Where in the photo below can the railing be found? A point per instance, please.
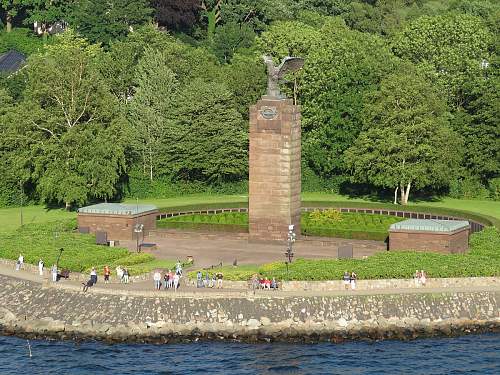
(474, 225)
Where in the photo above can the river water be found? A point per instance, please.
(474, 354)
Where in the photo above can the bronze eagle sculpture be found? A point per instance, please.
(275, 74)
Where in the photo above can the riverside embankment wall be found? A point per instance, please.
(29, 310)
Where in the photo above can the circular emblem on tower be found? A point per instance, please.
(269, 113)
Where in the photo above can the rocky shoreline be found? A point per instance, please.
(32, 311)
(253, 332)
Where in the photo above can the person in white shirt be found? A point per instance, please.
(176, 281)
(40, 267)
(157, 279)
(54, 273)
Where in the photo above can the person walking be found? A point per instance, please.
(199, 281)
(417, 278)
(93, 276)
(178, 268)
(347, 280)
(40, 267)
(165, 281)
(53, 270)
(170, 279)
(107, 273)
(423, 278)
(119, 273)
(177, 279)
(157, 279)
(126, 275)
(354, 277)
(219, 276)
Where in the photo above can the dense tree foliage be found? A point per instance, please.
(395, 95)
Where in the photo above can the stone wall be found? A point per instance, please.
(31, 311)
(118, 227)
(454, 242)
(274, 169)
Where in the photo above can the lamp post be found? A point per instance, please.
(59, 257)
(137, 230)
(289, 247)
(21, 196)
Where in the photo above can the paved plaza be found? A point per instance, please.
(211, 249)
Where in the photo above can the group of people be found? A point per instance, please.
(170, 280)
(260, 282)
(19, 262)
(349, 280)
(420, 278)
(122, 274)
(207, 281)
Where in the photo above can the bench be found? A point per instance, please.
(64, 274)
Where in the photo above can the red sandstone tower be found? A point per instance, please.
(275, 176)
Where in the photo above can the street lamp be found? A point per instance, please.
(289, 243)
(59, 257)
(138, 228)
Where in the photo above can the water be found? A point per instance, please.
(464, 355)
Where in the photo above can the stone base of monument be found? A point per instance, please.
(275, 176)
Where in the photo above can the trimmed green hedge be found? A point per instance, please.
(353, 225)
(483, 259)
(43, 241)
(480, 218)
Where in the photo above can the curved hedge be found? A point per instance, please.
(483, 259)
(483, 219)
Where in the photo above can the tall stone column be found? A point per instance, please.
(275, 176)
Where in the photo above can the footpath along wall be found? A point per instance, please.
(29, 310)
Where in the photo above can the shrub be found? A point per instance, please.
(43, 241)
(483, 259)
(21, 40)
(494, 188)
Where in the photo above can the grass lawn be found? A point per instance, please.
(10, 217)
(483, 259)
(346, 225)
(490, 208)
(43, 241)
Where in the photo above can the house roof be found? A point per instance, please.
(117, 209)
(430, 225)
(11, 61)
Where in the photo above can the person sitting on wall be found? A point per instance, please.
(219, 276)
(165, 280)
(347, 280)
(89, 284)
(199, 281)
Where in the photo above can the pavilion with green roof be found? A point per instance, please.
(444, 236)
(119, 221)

──────────────────────────────

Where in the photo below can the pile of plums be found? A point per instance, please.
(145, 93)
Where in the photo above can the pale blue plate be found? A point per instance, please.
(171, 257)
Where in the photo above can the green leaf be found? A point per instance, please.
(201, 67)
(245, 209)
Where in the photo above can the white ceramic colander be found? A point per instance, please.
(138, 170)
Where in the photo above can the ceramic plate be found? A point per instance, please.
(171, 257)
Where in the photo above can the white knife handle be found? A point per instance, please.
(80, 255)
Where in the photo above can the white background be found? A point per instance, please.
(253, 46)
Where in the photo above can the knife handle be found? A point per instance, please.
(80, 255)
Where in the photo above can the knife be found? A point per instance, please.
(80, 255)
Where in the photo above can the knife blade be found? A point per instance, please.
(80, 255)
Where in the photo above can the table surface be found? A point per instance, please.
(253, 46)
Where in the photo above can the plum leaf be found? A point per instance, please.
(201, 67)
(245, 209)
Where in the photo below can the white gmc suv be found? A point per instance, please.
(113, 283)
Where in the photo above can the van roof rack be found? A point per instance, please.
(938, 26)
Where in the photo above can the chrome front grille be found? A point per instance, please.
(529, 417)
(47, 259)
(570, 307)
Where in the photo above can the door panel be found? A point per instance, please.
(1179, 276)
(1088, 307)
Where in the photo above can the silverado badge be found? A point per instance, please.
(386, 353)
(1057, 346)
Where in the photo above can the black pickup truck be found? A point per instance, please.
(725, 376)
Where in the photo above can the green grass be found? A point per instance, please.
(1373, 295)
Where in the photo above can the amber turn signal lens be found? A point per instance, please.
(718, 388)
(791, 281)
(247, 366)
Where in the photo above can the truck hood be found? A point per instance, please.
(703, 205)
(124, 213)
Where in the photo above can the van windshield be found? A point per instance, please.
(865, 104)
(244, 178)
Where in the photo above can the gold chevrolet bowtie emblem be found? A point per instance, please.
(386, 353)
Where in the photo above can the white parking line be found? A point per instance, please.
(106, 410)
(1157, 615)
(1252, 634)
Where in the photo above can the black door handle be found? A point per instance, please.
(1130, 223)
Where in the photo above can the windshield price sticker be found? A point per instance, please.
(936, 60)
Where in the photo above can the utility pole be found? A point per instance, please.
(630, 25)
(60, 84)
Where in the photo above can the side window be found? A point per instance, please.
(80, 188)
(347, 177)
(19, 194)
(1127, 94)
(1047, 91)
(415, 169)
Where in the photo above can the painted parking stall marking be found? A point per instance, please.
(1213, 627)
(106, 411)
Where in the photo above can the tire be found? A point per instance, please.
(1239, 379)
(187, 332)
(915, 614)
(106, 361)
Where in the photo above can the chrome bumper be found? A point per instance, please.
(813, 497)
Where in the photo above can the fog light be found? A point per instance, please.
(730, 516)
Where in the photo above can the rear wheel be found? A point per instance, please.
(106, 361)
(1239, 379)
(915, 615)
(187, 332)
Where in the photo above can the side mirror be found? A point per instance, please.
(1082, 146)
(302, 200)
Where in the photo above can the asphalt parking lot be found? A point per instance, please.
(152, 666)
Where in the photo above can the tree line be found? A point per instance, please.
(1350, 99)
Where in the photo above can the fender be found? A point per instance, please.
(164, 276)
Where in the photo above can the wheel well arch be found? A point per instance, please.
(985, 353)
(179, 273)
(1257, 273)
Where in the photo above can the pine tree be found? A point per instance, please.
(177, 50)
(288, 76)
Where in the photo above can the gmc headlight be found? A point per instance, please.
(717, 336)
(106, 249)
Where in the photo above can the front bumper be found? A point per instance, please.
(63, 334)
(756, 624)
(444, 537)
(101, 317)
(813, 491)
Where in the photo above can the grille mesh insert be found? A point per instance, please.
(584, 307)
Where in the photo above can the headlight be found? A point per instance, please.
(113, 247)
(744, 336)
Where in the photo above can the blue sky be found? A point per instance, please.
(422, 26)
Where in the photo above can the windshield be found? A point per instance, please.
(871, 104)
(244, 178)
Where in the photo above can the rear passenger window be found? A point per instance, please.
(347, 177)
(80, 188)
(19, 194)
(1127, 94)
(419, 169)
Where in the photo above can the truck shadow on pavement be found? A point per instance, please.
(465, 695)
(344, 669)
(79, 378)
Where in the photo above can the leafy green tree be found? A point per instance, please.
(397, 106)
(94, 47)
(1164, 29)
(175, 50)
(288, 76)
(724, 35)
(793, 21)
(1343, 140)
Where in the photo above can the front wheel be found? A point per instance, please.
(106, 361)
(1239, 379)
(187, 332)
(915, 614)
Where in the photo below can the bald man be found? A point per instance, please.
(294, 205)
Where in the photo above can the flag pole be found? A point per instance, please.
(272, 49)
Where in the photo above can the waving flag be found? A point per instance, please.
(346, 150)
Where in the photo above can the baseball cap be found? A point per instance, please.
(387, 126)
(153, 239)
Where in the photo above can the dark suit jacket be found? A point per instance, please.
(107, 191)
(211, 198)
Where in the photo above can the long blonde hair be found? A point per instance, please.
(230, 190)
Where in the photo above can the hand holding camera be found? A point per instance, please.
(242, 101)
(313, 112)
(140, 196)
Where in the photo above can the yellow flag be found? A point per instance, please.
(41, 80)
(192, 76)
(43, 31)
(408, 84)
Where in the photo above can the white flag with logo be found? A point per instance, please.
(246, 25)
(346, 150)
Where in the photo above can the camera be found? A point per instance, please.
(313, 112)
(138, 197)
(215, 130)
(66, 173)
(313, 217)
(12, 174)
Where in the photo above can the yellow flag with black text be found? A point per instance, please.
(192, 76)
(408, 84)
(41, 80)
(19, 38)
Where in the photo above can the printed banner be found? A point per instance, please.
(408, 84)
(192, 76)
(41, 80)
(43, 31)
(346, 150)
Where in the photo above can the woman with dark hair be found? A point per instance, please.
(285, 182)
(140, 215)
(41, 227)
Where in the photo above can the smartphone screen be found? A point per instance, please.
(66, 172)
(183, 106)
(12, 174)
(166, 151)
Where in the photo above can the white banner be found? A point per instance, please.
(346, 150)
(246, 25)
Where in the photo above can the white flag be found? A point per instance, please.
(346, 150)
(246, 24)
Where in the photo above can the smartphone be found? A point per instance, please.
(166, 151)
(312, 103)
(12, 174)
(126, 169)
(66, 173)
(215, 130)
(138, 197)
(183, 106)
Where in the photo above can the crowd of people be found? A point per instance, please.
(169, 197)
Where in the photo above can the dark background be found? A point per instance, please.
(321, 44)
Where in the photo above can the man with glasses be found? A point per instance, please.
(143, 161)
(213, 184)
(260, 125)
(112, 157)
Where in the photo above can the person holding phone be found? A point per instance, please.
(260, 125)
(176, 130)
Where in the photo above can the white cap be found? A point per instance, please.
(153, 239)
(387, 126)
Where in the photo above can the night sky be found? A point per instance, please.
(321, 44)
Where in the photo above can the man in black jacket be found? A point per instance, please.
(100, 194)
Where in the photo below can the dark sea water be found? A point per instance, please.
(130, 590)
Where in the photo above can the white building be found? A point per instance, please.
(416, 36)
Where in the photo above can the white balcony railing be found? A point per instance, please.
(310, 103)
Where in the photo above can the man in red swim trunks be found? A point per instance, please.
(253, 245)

──────────────────────────────

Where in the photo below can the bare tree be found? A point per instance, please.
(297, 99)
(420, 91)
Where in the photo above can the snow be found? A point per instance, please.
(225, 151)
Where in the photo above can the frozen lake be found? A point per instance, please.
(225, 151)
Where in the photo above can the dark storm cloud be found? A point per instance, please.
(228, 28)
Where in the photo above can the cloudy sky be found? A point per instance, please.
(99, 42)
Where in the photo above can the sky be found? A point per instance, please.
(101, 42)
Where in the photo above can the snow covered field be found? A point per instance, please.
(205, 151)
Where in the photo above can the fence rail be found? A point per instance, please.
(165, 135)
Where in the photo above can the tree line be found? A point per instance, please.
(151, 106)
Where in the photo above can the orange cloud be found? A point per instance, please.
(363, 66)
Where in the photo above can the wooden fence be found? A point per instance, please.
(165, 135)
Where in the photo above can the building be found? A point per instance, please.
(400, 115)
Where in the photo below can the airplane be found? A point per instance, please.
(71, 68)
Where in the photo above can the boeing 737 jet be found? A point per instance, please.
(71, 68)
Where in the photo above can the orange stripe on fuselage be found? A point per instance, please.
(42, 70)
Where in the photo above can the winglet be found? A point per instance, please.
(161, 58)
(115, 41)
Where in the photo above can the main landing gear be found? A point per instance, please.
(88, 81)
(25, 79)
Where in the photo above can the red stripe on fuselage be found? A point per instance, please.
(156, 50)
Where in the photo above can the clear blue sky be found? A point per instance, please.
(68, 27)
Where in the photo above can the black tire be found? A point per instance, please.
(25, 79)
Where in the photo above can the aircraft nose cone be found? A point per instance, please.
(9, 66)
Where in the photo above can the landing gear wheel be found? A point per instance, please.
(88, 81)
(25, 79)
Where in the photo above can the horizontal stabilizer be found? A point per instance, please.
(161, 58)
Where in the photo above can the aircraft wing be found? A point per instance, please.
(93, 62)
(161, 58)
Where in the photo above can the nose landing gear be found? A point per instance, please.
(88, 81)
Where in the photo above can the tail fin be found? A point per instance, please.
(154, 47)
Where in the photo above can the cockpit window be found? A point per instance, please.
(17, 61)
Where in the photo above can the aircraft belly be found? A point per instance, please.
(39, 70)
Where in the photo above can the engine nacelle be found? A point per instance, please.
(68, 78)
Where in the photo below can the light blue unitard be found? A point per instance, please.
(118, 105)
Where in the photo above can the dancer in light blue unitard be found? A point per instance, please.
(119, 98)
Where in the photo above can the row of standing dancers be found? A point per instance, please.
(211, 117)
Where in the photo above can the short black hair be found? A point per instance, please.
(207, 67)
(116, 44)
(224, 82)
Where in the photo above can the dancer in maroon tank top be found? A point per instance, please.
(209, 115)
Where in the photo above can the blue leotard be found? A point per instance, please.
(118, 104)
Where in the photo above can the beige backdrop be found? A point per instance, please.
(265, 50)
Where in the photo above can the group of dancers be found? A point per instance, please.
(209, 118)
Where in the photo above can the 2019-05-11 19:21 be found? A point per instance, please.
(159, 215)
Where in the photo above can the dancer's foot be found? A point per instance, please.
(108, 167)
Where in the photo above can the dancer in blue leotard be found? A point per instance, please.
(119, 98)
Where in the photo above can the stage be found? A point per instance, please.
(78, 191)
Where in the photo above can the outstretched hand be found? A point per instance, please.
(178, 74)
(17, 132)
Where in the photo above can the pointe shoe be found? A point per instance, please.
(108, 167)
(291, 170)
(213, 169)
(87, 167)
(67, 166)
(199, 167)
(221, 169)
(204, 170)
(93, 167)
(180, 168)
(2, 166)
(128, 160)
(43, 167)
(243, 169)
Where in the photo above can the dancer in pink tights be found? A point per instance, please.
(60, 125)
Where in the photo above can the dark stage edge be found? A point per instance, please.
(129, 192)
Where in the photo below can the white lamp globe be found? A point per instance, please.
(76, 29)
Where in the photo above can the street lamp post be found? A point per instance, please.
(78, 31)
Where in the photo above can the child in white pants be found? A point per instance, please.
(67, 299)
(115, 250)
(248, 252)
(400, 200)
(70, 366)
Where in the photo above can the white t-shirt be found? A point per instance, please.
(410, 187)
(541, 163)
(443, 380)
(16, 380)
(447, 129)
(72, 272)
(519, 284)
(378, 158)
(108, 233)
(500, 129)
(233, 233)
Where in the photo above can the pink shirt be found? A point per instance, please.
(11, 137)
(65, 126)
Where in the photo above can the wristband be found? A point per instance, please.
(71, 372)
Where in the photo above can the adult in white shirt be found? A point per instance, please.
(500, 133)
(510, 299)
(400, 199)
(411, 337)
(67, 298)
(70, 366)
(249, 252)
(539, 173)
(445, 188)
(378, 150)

──────────────────────────────

Problem to work on
Copy the listing from the line with "Where in the photo above can the rear wheel" to the line with "(1257, 273)", keeping every request line as is, and offset each coordinate in the answers by 13.

The reply
Where in the photo above can the rear wheel be found? A point per instance, please.
(119, 374)
(1252, 392)
(928, 628)
(200, 345)
Where in the photo above can the side mirror be found? A point per instance, please.
(1095, 159)
(315, 213)
Where in the photo above can the asphalt parking lot be found? A point per instance, please.
(165, 679)
Where in the photo above can the tree line be found? A point per instance, please.
(1363, 112)
Where in the photo above can the fender be found? A point per instance, please.
(177, 289)
Where in the photo above can the wheel well arch be found? A point per instance, please.
(998, 366)
(192, 286)
(1270, 286)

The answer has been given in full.